Stored records:
========================================================================
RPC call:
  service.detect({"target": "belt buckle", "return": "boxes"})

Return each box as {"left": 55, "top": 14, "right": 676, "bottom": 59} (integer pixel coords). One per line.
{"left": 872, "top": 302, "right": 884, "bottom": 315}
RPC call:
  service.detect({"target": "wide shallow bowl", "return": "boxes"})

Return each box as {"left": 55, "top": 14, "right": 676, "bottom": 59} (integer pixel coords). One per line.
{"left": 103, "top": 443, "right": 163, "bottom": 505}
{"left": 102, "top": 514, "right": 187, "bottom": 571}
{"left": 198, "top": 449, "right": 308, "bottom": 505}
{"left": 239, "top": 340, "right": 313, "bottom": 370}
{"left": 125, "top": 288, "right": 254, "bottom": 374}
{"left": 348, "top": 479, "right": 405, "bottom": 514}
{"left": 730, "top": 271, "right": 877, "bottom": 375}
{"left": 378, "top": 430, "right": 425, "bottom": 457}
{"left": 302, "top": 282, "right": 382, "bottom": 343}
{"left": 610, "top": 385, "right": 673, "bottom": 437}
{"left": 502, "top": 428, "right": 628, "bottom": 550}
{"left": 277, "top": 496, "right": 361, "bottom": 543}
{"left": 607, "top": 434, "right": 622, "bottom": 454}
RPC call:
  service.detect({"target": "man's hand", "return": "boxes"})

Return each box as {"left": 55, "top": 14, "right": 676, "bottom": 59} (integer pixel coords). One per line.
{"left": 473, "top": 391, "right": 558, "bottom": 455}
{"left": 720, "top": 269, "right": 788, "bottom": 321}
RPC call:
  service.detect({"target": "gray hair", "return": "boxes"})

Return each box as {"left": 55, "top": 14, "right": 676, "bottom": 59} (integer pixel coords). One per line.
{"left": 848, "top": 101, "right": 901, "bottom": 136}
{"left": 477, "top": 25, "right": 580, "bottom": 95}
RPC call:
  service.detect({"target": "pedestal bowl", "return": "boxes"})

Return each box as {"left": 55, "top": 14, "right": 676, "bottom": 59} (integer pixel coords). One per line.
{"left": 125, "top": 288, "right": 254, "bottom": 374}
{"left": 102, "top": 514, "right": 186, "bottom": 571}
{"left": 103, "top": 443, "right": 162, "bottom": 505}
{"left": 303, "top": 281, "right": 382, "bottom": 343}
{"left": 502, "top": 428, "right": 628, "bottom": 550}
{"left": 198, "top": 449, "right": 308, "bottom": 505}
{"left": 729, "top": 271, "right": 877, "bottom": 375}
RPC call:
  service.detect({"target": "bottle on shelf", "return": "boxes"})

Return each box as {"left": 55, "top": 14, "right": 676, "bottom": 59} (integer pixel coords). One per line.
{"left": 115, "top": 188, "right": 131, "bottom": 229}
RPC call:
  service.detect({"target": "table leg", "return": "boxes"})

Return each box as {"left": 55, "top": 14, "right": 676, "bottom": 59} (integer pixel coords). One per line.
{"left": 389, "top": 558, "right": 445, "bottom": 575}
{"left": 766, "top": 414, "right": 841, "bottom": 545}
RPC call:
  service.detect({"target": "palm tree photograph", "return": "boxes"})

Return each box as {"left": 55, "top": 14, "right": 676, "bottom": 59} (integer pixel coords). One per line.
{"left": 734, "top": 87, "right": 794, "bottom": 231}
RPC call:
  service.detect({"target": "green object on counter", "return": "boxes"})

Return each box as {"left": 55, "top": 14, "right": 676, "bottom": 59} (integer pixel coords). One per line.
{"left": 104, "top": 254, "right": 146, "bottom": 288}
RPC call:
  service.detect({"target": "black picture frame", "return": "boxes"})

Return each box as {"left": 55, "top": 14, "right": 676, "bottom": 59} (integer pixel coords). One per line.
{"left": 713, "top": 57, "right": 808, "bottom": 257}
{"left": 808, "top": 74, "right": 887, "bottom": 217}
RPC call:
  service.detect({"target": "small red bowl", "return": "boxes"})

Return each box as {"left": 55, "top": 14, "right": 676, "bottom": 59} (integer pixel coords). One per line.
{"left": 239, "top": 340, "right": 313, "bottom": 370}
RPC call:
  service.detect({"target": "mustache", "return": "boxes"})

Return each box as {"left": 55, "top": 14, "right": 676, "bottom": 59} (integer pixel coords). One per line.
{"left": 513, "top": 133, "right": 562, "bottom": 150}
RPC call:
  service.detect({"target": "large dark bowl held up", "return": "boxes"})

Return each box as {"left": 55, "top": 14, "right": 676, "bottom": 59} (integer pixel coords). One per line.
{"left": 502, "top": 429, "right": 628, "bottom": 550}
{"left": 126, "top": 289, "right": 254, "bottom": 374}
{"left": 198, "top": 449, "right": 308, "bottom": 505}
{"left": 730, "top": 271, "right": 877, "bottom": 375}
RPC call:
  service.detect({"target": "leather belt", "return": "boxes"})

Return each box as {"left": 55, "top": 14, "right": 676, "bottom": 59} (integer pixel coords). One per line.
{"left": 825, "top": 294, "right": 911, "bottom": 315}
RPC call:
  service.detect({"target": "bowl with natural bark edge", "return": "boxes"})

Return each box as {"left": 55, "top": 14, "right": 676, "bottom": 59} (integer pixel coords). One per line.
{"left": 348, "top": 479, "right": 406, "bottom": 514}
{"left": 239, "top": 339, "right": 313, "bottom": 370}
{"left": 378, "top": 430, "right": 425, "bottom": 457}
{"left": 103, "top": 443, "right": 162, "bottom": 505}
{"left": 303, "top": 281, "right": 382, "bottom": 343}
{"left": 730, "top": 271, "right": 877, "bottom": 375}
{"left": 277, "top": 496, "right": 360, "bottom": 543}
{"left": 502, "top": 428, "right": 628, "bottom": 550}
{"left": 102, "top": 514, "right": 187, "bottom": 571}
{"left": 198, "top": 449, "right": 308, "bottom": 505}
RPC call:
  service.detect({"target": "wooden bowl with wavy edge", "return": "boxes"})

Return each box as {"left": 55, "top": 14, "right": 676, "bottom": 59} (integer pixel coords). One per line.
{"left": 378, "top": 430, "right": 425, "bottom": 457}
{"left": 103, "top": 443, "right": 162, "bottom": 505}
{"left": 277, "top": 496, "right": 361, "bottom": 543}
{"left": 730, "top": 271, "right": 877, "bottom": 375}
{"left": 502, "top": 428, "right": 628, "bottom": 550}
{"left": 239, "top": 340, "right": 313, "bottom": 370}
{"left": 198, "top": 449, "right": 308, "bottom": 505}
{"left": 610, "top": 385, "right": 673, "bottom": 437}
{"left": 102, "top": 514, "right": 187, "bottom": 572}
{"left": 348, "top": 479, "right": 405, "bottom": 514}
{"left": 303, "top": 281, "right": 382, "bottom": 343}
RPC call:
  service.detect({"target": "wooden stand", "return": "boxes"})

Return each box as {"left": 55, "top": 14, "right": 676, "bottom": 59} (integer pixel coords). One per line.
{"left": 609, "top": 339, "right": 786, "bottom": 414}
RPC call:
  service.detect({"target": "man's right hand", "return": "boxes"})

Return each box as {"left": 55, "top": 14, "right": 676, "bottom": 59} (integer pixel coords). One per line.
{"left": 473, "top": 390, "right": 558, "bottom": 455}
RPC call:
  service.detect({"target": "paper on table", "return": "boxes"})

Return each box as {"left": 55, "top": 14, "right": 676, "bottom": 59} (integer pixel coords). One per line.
========================================================================
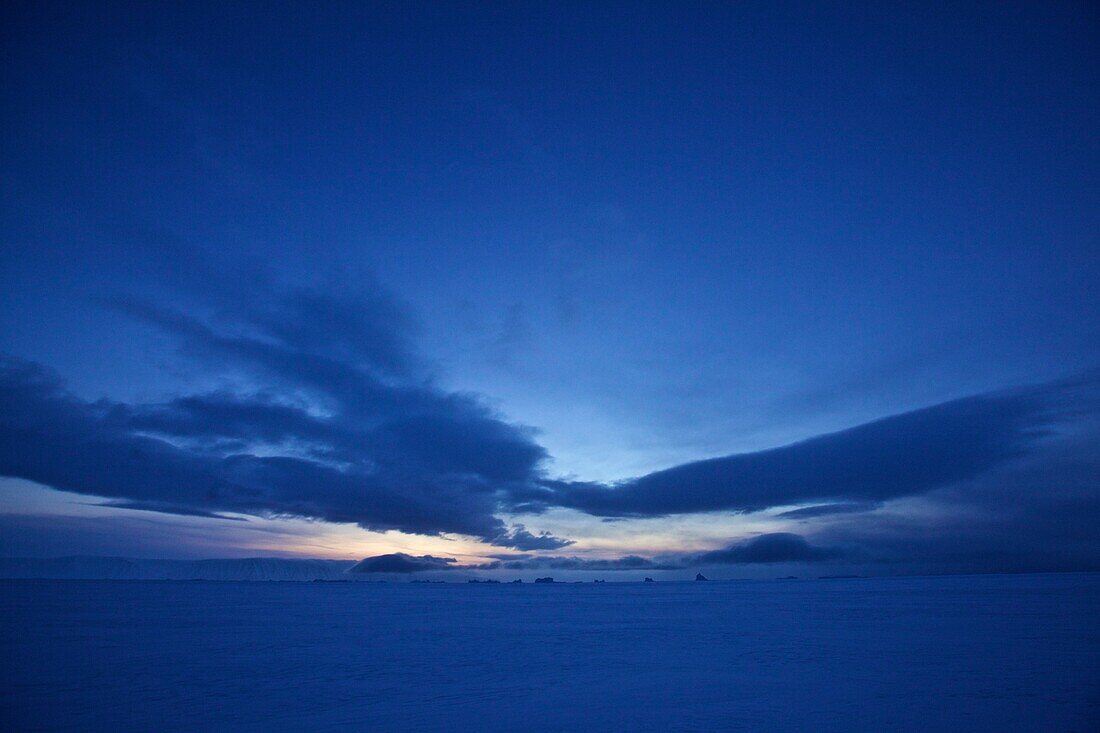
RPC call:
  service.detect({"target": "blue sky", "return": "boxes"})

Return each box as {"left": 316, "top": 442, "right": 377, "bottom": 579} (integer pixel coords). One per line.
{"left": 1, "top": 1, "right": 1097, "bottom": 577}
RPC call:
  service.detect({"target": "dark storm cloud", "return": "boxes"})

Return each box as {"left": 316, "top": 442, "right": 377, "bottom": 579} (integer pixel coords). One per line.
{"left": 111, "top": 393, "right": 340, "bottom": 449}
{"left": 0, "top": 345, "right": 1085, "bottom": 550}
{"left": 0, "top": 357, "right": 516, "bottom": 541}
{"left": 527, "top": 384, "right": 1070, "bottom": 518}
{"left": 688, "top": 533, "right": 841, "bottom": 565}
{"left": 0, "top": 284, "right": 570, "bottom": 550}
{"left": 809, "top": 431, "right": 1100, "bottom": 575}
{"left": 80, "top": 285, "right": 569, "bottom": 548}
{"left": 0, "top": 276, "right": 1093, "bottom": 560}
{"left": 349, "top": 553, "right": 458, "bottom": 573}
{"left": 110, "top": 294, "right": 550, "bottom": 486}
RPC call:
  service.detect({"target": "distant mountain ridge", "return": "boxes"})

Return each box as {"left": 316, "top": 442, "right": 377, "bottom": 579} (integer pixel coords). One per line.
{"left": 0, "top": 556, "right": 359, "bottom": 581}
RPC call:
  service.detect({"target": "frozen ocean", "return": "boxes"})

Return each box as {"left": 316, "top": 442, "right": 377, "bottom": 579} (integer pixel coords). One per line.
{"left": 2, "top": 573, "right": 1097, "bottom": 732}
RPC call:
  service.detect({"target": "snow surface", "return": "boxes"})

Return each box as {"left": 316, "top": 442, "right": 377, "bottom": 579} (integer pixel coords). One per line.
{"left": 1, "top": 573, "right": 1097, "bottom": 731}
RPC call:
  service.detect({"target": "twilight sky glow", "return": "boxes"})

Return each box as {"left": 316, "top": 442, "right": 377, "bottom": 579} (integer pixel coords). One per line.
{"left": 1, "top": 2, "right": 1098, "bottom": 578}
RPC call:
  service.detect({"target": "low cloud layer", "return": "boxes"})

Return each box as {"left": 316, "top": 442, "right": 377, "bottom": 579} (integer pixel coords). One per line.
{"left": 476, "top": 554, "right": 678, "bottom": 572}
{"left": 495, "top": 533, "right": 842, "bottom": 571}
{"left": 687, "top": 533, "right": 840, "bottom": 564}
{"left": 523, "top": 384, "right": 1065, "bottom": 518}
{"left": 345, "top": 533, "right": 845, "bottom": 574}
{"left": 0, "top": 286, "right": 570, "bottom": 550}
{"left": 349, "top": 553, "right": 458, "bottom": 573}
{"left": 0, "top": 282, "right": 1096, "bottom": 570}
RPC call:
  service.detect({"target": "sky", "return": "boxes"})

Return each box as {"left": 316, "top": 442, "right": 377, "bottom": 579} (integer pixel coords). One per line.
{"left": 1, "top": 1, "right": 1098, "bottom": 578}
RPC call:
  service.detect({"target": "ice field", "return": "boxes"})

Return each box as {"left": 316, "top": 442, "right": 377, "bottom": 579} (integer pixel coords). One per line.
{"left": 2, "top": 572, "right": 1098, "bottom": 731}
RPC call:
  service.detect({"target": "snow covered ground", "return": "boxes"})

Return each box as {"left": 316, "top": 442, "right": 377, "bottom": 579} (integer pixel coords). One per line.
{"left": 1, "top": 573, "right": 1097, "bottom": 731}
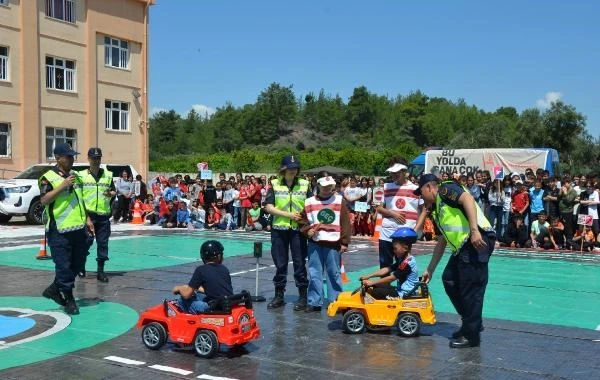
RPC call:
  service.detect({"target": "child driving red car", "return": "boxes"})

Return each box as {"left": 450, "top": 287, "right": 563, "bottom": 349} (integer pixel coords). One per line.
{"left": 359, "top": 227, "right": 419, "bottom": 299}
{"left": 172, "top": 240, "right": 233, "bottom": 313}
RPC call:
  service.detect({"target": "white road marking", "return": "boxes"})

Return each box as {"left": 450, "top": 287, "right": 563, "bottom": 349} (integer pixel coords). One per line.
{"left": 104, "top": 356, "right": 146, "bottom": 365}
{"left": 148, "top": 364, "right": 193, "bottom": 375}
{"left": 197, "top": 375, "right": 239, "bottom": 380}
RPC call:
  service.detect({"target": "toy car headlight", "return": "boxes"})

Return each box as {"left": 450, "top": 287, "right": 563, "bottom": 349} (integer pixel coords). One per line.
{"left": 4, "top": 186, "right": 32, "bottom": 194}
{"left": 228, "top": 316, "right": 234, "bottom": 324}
========================================================================
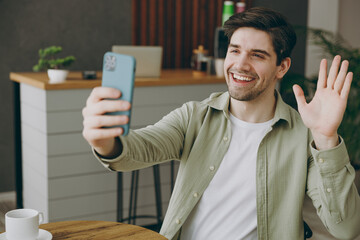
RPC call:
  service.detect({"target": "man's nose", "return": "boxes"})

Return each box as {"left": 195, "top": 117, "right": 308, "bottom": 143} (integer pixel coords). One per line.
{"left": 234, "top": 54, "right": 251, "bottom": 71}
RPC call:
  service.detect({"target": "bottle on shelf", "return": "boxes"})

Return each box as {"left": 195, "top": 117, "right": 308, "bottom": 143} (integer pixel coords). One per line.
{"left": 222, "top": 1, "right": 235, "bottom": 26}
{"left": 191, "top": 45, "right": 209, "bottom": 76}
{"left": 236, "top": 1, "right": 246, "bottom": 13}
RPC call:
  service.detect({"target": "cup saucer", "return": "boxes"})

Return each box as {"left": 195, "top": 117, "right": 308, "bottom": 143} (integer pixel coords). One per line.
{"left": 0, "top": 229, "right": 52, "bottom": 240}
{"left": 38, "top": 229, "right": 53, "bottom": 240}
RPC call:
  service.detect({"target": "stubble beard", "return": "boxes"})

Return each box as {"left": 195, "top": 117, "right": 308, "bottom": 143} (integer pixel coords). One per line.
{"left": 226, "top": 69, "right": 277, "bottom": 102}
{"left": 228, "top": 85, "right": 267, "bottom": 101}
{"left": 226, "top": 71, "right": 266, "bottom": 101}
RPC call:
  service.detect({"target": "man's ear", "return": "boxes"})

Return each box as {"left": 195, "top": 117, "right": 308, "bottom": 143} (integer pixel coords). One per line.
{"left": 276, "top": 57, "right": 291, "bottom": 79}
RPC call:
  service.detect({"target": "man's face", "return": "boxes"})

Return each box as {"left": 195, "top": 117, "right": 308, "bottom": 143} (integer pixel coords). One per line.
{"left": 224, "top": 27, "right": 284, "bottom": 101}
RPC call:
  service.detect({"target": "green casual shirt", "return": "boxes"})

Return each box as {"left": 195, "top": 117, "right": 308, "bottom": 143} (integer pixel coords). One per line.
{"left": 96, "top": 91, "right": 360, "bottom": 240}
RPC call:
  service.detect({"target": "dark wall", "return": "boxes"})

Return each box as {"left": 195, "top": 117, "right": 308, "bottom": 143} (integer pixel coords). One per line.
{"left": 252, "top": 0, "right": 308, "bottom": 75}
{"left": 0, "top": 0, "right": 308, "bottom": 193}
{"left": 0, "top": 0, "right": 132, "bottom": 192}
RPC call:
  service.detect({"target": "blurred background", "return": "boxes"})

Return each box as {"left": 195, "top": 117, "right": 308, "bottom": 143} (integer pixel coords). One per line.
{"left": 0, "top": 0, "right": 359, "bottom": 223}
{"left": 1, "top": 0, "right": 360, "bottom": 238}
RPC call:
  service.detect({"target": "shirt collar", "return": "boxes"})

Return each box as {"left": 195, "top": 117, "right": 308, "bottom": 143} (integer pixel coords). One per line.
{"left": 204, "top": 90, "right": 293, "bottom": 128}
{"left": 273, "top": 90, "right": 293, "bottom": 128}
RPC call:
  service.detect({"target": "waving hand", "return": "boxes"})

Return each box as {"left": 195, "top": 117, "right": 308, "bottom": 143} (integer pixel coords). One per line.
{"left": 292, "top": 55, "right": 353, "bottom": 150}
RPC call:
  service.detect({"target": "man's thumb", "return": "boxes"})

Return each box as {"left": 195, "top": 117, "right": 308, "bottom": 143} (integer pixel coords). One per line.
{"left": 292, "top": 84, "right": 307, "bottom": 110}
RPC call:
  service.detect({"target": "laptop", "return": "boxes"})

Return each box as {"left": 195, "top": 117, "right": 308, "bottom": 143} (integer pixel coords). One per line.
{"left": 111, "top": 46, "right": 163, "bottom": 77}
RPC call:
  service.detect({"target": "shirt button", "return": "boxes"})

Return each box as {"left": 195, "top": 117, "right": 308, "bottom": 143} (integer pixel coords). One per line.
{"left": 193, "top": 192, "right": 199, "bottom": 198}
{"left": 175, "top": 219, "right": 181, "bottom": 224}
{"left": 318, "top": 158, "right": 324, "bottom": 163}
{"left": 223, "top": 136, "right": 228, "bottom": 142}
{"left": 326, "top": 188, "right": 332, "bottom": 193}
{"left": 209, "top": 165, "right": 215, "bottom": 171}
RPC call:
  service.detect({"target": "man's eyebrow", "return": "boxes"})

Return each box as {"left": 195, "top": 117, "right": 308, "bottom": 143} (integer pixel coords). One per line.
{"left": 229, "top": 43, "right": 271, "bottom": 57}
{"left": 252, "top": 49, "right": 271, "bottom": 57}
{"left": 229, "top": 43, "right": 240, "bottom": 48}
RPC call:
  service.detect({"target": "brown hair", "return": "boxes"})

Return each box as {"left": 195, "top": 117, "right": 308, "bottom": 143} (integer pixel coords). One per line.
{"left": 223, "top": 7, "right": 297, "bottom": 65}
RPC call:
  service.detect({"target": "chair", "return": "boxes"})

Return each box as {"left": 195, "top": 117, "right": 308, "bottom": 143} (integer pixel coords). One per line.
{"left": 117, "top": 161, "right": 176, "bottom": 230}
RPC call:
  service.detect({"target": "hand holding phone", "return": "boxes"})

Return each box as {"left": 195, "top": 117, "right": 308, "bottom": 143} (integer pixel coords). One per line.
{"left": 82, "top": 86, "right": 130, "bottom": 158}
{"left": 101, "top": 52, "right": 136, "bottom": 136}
========================================================================
EXERCISE BRIEF: Return only the number of lines in the preceding records that contain the string "shirt".

WRITTEN ANSWER: 3